### YOUR TASK
Rewrite all of the lines below, requests included, shifting each pixel coordinate in the answers by adding 68 to it. Leave the pictures out.

Point annotation records:
------------------------------------------------------------

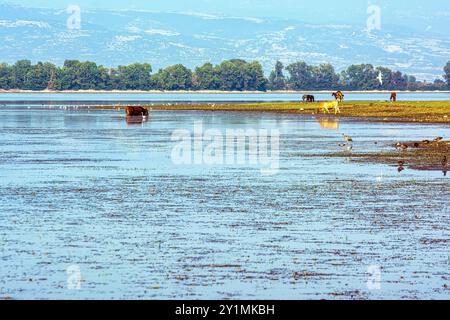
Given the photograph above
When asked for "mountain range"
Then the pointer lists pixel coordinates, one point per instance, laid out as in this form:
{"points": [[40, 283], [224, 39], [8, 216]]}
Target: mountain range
{"points": [[117, 37]]}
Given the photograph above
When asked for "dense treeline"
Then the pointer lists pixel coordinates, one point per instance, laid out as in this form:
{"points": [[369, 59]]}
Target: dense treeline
{"points": [[230, 75]]}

------------------------------------------------------------

### COMPLETE ANSWER
Given the photograph above
When asked for "mountain range"
Then the pointer lists pixel coordinates, one point per instance, laid out as in this form:
{"points": [[40, 283], [224, 39], [8, 216]]}
Target: mountain range
{"points": [[185, 105]]}
Given the photograph above
When asked for "dense treeline"
Then the pointer lists pixel coordinates, one point per instance, laid out as in this form:
{"points": [[369, 59]]}
Target: dense treeline
{"points": [[298, 143]]}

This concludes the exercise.